*EXERCISE REQUIREMENTS*
Copy every item below word for word, leaving out the pictures.

-- Start --

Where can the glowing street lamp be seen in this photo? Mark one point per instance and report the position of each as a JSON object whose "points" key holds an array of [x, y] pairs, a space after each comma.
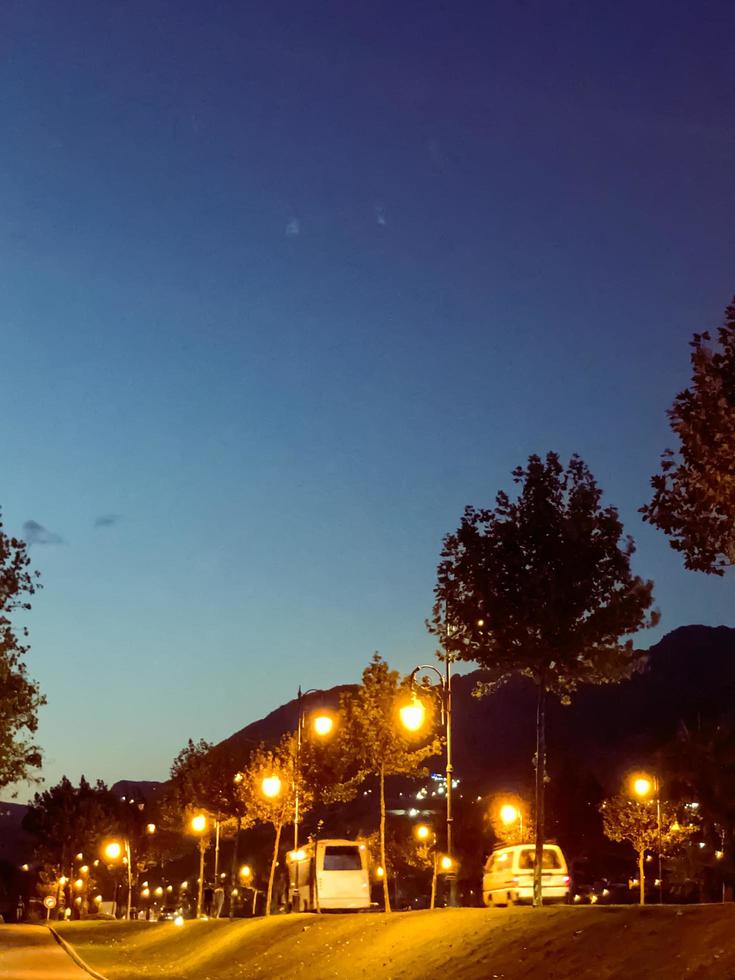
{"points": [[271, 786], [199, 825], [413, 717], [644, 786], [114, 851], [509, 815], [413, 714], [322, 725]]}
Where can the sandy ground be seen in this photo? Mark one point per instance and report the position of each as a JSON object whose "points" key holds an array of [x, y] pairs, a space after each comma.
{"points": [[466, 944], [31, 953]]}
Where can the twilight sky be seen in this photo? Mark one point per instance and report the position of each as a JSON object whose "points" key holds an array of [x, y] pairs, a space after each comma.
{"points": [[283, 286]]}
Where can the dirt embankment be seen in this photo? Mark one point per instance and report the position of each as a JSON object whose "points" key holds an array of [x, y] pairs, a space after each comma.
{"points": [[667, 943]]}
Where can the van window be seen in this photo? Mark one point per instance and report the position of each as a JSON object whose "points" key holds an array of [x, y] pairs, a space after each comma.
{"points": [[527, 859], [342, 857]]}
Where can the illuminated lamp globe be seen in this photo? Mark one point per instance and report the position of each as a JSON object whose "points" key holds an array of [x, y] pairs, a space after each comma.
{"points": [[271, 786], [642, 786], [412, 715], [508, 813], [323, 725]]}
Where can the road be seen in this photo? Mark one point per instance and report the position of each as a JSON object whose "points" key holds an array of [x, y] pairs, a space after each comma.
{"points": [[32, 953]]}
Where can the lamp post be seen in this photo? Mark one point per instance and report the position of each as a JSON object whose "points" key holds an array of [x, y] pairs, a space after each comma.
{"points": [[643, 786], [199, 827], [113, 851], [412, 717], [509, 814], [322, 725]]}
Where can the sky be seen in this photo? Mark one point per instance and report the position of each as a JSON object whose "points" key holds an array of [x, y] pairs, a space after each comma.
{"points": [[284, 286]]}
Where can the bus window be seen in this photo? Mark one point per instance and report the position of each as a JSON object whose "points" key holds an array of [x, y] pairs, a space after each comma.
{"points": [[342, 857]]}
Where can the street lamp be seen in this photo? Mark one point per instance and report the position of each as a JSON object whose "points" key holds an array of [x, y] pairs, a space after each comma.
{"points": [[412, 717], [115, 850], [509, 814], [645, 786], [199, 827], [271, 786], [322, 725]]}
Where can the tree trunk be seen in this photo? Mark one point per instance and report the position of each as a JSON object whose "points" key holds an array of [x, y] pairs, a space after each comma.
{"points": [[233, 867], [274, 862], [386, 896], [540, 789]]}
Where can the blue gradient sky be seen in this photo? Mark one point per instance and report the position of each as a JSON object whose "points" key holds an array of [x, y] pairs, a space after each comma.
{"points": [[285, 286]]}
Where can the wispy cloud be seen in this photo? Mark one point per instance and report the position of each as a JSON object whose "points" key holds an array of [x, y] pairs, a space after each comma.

-- End --

*EXERCISE RESULT*
Where can the glowing street lamp be seen in this photo? Mark one point per instance and report the position of each as a JSON object whose "points" key holds an array of [x, y] pairs, a space after each comma.
{"points": [[271, 786], [199, 825], [413, 717], [644, 786], [114, 851], [509, 815], [413, 714], [322, 725]]}
Where can the sandy ground be seen in this photo? Mark one point per instance and report the position of each as a JSON object whose "points" key holds an array of [x, y] pairs, a space after each comma.
{"points": [[466, 944], [31, 953]]}
Where can the twilight sky be seen in this photo? Mark one point per instance and report the position of each as a JSON object whose "points" key holds an array of [x, y] pairs, a space after each comma.
{"points": [[283, 286]]}
Where can the dirt embankment be seen in this photo? Mark one point per instance and report the position of each as a JSON object whose "points" key holds an array of [x, y] pairs, a space after each comma.
{"points": [[667, 943]]}
Where can the van window be seen in this photo? Mark one point per instance and report the position of each as a JSON object whose "points" key holds an array of [x, y] pairs, a space after each comma.
{"points": [[527, 859], [342, 857]]}
Where can the illuminated lamp globe be seen in this photo? Mark one point per instance and report the position of each as a JSON object whose "points" key holds an array of [x, y] pairs, a space after each comma.
{"points": [[271, 786], [642, 786], [412, 715], [508, 813], [323, 725]]}
Where can the road be seen in this photo? Mark one point per instance and report the position of each as a JSON object whose "points" key holds an array of [x, y] pairs, a space after each comma.
{"points": [[32, 953]]}
Where can the lamp post be seen in this photo? Mark one point per instance and report the position of each as a JSON object whose "points" key holds an array of [x, y] pairs, a space after each comma.
{"points": [[643, 786], [199, 827], [113, 851], [412, 717], [509, 814], [322, 725]]}
Where can the sky be seen in this photo? Mark one point per instance and report the position of each as a JSON object whose "points" key holds an array of [x, y] pairs, a space after each comma.
{"points": [[284, 286]]}
Where can the bus window be seen in this photo? Mark one point per instance and report the position of each as a JSON object whose "points" key holds an array of [x, y] pairs, a space after each comma.
{"points": [[342, 857]]}
Where can the street lamp be seen in this photo? Mark one point per instance and report the position of each as a JSON object whose "points" key holds an array of [x, y] pairs, a space after each comma.
{"points": [[412, 717], [115, 850], [509, 814], [645, 786], [199, 827], [271, 786], [322, 725]]}
Where can the tree trunk be seen in this photo? Mark one point per instance and report the position of each as a JSON object whose "points" key holds an array of [x, y] pairs, a space after each comma.
{"points": [[233, 867], [274, 862], [386, 896], [540, 789]]}
Where can the blue gradient sky be seen in this photo? Mark one point per instance and report the position of each as a JSON object whose "points" key holds an array of [x, y] pairs, a space after each comma.
{"points": [[285, 286]]}
Where can the wispy cloud be seen in this photo? Mark one point per instance and report the position of each as a JSON object whose "points" key holds an array of [x, y] pairs, a space after each comma.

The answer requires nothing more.